# PROBLEM TO SOLVE
Set down every record below exactly as written.

# AVAILABLE DATA
# # # # # # #
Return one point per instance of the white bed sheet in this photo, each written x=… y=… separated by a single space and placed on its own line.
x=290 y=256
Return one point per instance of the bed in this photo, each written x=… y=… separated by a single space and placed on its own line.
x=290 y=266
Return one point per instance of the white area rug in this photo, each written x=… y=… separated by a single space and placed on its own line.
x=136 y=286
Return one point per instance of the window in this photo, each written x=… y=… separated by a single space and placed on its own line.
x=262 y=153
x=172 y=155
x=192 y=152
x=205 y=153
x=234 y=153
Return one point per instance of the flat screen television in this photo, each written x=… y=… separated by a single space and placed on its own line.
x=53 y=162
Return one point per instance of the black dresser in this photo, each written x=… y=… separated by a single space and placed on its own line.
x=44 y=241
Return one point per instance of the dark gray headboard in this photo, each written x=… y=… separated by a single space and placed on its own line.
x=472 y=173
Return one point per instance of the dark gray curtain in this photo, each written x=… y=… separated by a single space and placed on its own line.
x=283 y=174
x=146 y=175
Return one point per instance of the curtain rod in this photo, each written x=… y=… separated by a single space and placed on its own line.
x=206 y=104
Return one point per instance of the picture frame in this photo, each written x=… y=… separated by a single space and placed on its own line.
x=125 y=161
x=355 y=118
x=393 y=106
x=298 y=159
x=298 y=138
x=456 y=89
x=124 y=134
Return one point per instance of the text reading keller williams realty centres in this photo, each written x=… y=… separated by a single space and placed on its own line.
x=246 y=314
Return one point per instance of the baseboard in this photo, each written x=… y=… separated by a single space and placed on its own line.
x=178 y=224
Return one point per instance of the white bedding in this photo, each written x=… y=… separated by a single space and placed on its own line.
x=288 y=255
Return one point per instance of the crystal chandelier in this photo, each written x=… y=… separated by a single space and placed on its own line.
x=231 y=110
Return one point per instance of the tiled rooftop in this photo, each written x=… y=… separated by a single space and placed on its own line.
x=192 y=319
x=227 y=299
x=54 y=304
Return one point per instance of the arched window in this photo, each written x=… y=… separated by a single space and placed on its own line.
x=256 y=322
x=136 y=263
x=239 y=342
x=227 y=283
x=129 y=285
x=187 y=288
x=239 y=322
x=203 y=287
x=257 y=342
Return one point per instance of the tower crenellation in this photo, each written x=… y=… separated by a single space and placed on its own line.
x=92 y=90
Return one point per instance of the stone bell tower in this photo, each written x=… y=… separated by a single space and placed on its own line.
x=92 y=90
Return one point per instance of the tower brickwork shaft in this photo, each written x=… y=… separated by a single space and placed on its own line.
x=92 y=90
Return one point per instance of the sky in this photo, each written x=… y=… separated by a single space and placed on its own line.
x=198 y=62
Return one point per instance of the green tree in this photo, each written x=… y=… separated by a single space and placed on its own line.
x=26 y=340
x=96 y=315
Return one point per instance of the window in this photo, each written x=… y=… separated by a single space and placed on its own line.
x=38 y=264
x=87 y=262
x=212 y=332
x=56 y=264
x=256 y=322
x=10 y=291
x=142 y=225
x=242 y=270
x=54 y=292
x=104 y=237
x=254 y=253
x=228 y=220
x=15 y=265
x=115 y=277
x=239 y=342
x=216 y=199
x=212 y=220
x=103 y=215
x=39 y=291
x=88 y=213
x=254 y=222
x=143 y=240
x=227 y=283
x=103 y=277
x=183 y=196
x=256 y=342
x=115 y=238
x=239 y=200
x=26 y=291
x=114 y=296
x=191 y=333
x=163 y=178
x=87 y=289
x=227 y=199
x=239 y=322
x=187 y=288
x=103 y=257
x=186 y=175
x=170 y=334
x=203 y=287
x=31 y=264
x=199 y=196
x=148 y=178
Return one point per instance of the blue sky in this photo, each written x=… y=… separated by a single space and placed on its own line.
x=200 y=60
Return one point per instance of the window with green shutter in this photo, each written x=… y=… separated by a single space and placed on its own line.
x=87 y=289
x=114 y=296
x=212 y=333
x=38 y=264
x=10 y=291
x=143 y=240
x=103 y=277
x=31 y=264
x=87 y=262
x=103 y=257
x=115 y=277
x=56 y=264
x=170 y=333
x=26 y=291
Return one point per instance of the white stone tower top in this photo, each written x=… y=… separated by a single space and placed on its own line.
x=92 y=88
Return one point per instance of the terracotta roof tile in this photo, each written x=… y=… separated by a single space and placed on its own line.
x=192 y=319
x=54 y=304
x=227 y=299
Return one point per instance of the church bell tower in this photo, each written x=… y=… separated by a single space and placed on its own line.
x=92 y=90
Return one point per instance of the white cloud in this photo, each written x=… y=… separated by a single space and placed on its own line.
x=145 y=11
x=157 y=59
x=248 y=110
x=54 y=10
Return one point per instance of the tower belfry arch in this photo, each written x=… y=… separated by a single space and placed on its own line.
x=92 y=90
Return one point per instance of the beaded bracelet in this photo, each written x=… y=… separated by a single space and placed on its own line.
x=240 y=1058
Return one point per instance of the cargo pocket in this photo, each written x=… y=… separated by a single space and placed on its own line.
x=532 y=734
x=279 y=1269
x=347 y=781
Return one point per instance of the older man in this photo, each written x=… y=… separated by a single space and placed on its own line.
# # # # # # #
# EXERCISE SOLUTION
Return one point per instance of the white bed sheet in this photo, each written x=… y=… separated by a single space and placed on its own line.
x=290 y=256
Return one point per instance of the bed in this photo, each written x=… y=… separated by a single space and placed on its own line.
x=290 y=266
Return one point per instance of the white area rug in this photo, each written x=… y=… separated by a single space and placed on its own line.
x=136 y=286
Return one point per instance of the window in this photo, each written x=… y=… separated by a single space and placed on its own line.
x=262 y=153
x=172 y=155
x=192 y=152
x=205 y=153
x=234 y=153
Return one point per instance of the flat screen television in this photo, each written x=… y=… separated by a single space and placed on its own line.
x=53 y=162
Return one point per instance of the black dresser in this photo, each written x=… y=… separated by a single space and placed on its own line.
x=44 y=241
Return one point per instance of the dark gray headboard in this photo, each written x=… y=… separated by a single space and placed on its own line.
x=472 y=173
Return one point per instance of the dark gray curtain in this photo, each written x=… y=… separated by a single space and placed on its own line.
x=283 y=174
x=146 y=175
Return one point per instance of the curtain rod in this photo, each written x=… y=… separated by a single space and placed on its own line.
x=206 y=104
Return one point per instance of the picture frame in this photo, each written x=… y=… separated by a single space and placed on its own line.
x=125 y=161
x=355 y=118
x=393 y=106
x=298 y=159
x=298 y=138
x=456 y=89
x=124 y=134
Return one point per instance of the text reading keller williams realty centres in this photo, each written x=… y=… separated by a single space and placed on its own line.
x=246 y=314
Return one point per instance of the baseboard in this photo, each written x=… y=… separated by a single space and placed on its own line.
x=178 y=224
Return one point per instance of the white bedding in this photo, each written x=… y=… separated by a single space and placed on its own line.
x=288 y=255
Return one point per instance of the crystal chandelier in this photo, each written x=… y=… separated by a single space and placed on its own line.
x=231 y=110
Return one point per instance of the tiled rooftop in this photo, each written x=… y=… separated by a single space and placed on its own line.
x=192 y=319
x=227 y=299
x=54 y=304
Return one point per instance of the arched window in this photo, each written x=… y=… separated by a single space and placed on its own line.
x=256 y=322
x=136 y=263
x=239 y=342
x=227 y=283
x=129 y=285
x=187 y=288
x=239 y=322
x=203 y=287
x=257 y=342
Return one point per instance of the tower crenellation in this photo, each written x=… y=… separated by a single space and placed on its own line.
x=92 y=90
Return one point per instance of the stone bell tower in this photo, each written x=… y=… separated by a single space and placed on its own line.
x=92 y=90
Return one point per instance of the tower brickwork shaft in this photo, each written x=… y=… separated by a single space and placed on its own line.
x=92 y=90
Return one point per instance of the sky in this photo, each written x=… y=… separated by a single space and placed on its own line.
x=198 y=62
Return one point per instance of the green tree in this photo, each written x=… y=… separated by a single space and placed on its own line.
x=26 y=340
x=96 y=315
Return one point per instance of the window in this photo, each written x=… y=… separated by a single space and placed on its own line.
x=38 y=264
x=87 y=262
x=212 y=332
x=56 y=264
x=256 y=322
x=10 y=291
x=142 y=225
x=242 y=270
x=54 y=292
x=104 y=237
x=254 y=253
x=228 y=220
x=15 y=265
x=115 y=277
x=239 y=342
x=216 y=199
x=212 y=220
x=103 y=215
x=39 y=291
x=88 y=213
x=254 y=222
x=143 y=240
x=227 y=283
x=103 y=277
x=183 y=196
x=256 y=342
x=115 y=238
x=239 y=200
x=26 y=291
x=114 y=296
x=191 y=333
x=163 y=178
x=87 y=289
x=227 y=199
x=239 y=322
x=187 y=288
x=103 y=257
x=186 y=175
x=170 y=334
x=203 y=287
x=31 y=264
x=199 y=196
x=148 y=178
Return one point per instance of the blue sky in this photo, each written x=… y=… separated by a single space and placed on its own line.
x=200 y=60
Return one point per instance of the window with green shutter in this photo, each written x=… y=… separated by a single space and placed on its own line.
x=87 y=289
x=114 y=296
x=212 y=333
x=38 y=264
x=10 y=291
x=143 y=240
x=103 y=277
x=31 y=264
x=87 y=262
x=103 y=257
x=115 y=277
x=56 y=264
x=170 y=333
x=26 y=291
Return one point per instance of the white stone tower top in this photo, each written x=… y=… separated by a single space and placed on its own line.
x=92 y=88
Return one point per instance of the terracotta roof tile in this photo, each written x=… y=… separated by a single space and placed on its own line.
x=192 y=319
x=54 y=304
x=227 y=299
Return one point per instance of the church bell tower in this photo, each written x=… y=… separated by a single space and placed on its own line.
x=92 y=90
Return one point per instance of the white cloud in this photo, each written x=… y=… separated by a single space and placed on its own line.
x=145 y=11
x=157 y=59
x=248 y=110
x=54 y=10
Return one point per instance of the tower belfry arch in this photo, each written x=… y=… separated by a single space and placed on its own line.
x=92 y=90
Return one point per instance of the beaded bracelet in this photo, each written x=… y=… separated by a single space and placed on its own line.
x=240 y=1058
Return one point per instance of the cargo pocket in this photo, each written x=… y=… separated by a single space and placed on its own line.
x=532 y=734
x=279 y=1269
x=347 y=781
Return one point per instance of the older man in this photo, each written x=… y=… separated by a single space and placed on its own line.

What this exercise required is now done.